## [Your goal]
Count the lines in the rows below that contain the string "pink", and give only that number.

--- Source records ---

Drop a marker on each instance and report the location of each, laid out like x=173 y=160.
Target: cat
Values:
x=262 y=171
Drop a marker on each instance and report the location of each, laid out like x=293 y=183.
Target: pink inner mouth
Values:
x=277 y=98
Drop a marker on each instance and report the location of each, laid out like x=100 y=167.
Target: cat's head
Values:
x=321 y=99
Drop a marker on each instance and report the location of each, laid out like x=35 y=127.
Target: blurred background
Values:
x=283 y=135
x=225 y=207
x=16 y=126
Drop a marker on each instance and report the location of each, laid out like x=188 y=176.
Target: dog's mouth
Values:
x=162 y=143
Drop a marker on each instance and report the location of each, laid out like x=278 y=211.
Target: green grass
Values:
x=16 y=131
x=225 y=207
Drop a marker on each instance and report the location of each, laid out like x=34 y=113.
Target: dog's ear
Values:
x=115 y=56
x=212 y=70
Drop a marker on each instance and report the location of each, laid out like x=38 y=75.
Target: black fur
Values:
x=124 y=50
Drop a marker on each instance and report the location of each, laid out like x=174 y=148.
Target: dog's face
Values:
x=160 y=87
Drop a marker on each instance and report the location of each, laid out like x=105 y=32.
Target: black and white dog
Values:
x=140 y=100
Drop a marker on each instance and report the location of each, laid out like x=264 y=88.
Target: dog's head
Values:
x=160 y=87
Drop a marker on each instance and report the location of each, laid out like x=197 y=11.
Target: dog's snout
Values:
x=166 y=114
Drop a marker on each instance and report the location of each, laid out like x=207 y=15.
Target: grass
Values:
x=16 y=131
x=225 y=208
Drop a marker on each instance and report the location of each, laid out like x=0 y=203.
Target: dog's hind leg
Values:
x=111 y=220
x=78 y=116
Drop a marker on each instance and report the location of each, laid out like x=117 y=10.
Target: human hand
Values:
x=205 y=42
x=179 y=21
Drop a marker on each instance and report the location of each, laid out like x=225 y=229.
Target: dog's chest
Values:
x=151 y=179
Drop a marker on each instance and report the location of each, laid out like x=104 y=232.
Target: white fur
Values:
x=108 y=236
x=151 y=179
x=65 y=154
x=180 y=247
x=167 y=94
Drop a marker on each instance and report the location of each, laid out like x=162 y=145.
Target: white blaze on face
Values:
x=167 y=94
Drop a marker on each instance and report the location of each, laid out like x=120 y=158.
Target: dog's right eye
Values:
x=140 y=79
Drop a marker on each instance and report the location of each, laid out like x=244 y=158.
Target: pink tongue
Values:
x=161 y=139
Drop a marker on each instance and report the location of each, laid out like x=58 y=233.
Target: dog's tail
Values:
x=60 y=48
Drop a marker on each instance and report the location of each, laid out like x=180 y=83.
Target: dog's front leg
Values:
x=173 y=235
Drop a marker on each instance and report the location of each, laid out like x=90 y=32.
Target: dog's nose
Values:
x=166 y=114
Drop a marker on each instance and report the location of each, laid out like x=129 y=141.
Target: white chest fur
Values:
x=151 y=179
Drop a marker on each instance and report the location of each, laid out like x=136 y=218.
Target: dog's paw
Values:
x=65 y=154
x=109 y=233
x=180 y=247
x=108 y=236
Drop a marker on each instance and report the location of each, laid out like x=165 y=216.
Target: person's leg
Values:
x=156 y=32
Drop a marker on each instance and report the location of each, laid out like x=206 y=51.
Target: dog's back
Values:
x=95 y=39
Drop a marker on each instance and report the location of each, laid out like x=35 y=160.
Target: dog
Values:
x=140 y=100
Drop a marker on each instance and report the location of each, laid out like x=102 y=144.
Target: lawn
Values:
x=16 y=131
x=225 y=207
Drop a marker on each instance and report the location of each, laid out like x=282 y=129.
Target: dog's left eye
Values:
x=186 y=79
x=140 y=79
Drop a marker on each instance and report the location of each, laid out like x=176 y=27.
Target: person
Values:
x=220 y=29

---
--- Source records ---

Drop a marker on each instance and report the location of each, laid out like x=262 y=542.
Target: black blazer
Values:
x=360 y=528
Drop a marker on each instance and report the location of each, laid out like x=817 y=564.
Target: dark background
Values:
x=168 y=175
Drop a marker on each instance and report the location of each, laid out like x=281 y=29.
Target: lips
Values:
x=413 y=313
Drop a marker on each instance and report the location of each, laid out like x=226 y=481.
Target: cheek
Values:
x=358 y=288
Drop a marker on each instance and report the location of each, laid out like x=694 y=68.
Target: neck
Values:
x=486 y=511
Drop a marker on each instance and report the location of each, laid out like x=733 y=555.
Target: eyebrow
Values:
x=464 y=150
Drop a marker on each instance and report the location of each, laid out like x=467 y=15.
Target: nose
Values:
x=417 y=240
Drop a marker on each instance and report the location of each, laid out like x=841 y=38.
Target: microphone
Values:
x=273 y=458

---
--- Source records ---

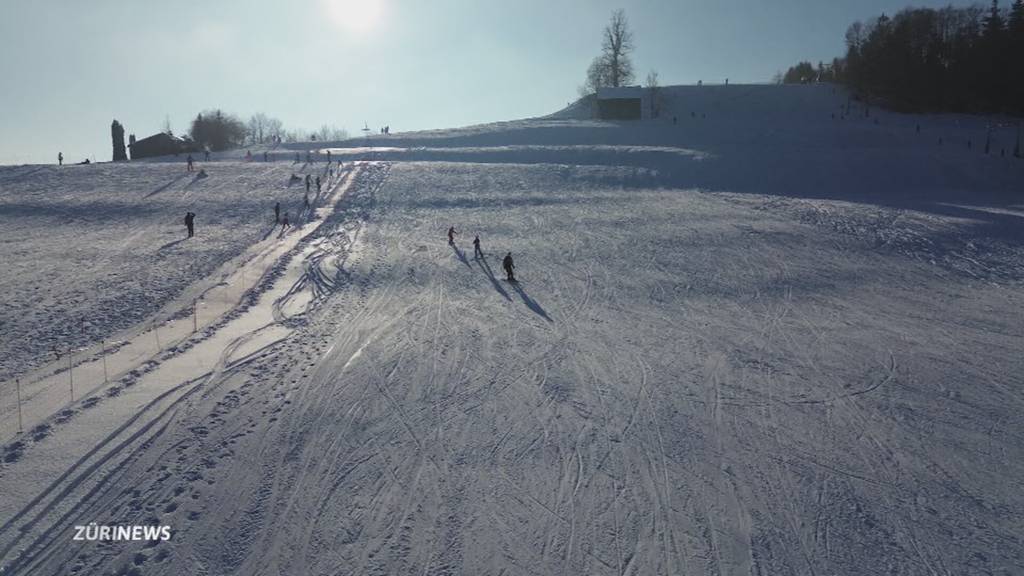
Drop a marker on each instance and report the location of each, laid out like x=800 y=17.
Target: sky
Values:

---

## [Output]
2